Task brief: Could you rescale the listing below, from the line with "In this exercise you will place a marker on the waffle" through the end of the listing, giving all those lines again with their requests, and every x and y coordinate in the answers multiplied by 0.65 and rounded to a whole number, halves rounded up? Leave the pictures out.
========================================================================
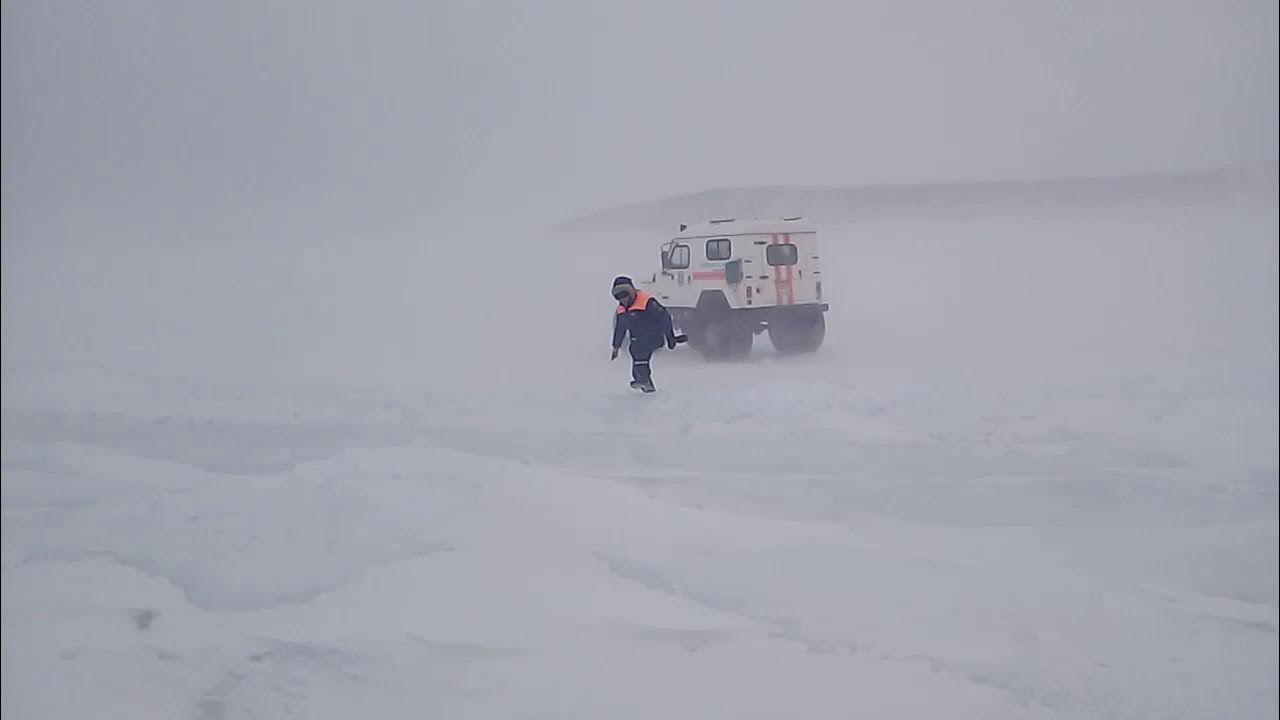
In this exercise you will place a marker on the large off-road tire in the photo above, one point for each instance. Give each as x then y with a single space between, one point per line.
799 333
726 338
716 332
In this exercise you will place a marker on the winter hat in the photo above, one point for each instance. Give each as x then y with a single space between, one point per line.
624 282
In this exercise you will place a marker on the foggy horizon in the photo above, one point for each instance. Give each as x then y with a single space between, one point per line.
316 404
333 114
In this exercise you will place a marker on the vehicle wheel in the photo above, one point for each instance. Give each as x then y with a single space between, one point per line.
798 335
722 338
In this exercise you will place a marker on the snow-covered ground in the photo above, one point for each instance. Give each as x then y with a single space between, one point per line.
1032 474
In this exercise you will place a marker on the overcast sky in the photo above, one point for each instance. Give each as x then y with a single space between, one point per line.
366 112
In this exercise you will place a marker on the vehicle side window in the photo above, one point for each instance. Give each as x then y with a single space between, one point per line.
785 254
720 249
679 256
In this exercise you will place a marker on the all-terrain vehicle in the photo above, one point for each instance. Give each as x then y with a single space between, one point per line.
728 281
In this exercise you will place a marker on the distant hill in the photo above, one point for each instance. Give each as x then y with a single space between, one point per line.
823 203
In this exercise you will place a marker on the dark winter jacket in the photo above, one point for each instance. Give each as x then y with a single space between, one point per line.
647 320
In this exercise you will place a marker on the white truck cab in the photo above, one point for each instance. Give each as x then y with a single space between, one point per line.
727 281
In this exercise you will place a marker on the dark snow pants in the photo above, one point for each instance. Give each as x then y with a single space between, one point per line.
641 351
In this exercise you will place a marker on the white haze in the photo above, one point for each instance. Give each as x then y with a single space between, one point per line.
307 405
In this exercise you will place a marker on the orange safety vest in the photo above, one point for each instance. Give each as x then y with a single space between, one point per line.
638 304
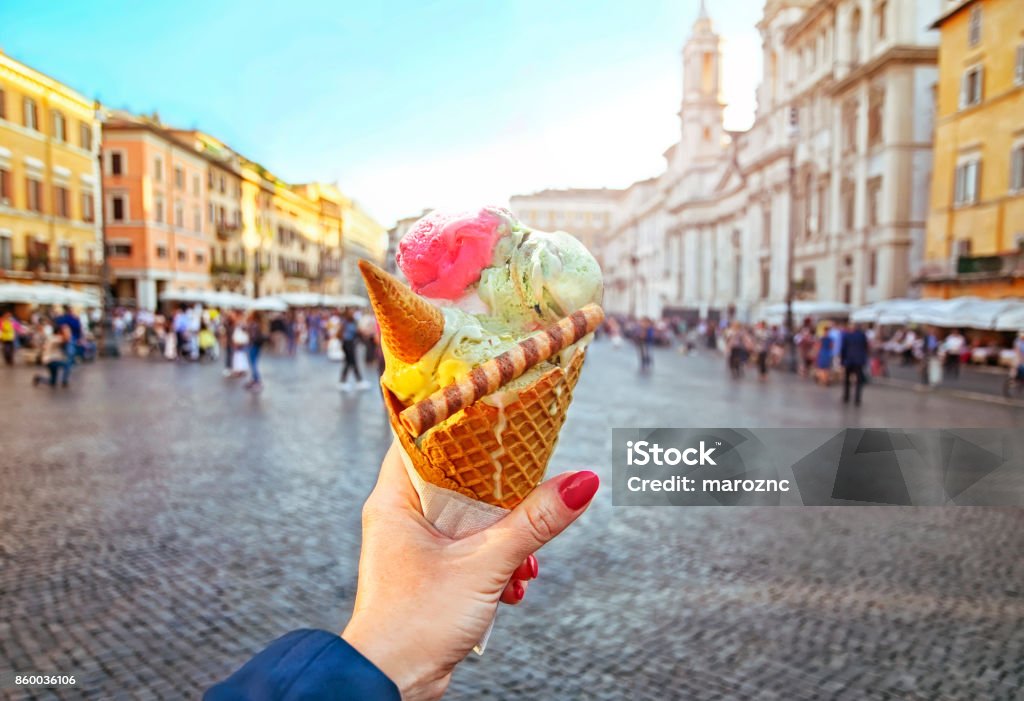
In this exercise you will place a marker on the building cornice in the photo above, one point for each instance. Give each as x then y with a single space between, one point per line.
895 54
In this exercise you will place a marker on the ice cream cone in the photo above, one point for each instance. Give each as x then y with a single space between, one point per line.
491 452
410 325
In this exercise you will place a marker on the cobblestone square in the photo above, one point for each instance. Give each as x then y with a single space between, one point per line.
158 525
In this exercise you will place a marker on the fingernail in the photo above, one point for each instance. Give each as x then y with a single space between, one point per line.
577 490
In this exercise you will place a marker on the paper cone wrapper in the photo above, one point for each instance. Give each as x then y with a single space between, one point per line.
470 471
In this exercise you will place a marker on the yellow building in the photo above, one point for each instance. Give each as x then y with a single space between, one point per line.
363 236
975 241
50 227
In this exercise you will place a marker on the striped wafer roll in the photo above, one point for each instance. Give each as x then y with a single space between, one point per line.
491 376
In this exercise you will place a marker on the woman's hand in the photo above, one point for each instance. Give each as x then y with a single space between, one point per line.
423 600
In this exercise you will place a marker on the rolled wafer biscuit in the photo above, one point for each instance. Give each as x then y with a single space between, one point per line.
491 376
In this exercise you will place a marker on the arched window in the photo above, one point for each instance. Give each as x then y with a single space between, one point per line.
855 37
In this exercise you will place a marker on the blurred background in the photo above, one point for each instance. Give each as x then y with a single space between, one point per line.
759 181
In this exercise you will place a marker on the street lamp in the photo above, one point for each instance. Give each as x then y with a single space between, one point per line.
791 253
110 348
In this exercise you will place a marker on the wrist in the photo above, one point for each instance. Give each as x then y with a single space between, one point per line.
414 680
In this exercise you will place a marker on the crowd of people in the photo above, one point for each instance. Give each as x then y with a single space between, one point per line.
825 351
57 339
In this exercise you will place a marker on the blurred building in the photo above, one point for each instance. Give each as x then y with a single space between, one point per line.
584 213
155 201
976 225
223 210
50 224
826 192
363 236
394 235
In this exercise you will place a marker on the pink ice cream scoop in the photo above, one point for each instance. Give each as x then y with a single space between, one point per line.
444 252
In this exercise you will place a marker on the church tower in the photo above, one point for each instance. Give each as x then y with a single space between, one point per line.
702 107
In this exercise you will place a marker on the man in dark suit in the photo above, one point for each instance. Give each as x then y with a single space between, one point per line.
853 353
854 356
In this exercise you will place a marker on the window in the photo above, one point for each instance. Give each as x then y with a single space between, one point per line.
88 213
850 126
1017 169
822 207
5 193
30 114
58 129
118 208
849 200
875 201
60 202
881 10
85 135
34 190
855 37
810 278
967 181
876 103
972 86
974 27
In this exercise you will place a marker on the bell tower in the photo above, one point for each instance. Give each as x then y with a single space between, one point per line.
702 107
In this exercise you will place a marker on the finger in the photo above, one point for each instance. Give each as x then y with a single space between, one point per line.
527 570
544 514
514 592
393 486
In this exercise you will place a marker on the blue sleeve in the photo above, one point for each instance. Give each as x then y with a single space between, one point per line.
306 665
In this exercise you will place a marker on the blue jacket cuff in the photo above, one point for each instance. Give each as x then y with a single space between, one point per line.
306 665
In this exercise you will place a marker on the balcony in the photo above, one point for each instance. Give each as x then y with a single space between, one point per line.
41 268
974 268
228 269
226 230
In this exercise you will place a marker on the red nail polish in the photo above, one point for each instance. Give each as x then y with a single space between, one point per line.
577 490
535 568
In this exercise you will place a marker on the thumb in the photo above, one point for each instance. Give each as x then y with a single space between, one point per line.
544 514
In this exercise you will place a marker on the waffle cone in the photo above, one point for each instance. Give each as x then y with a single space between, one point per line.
491 454
410 324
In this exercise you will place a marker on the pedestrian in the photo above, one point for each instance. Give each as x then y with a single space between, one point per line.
853 355
57 356
9 330
824 355
763 342
258 335
952 348
349 334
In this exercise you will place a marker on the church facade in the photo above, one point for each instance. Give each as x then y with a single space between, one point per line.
824 196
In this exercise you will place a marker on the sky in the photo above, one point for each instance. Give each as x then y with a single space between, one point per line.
406 104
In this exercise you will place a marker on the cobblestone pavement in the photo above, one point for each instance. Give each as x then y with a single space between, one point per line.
158 525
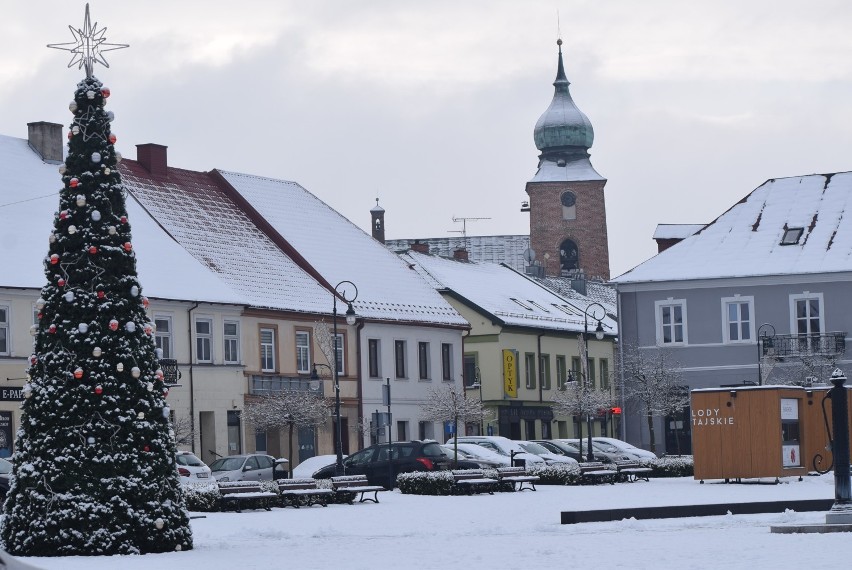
========================================================================
Answer to the problem:
In this exercise you will place a marker on the waffle cone in the photo above, one point for each instance. Give each as x then y with a single space between, one point per line.
319 295
267 211
In this exercise you will place a marker on the pedestrian in the photo above, one point for each instance. Give each as x then y with a single space between, one point per line.
554 231
37 231
6 215
536 231
496 222
168 218
619 226
227 217
In this exercise you will place a marker on the church facade in the photo above, one point for each instance. Give each as x then y with a single space between, one point per line.
536 127
In this exercise you will place a marker on the sky in the photo above, one point for each instance. Give each as x then y with a single space between, one point per line.
264 68
In this exercise you will place a marker on the cobblestone pavement in the photo above, one point for each instance. Give each as x then y with a single space between, one point per line.
103 341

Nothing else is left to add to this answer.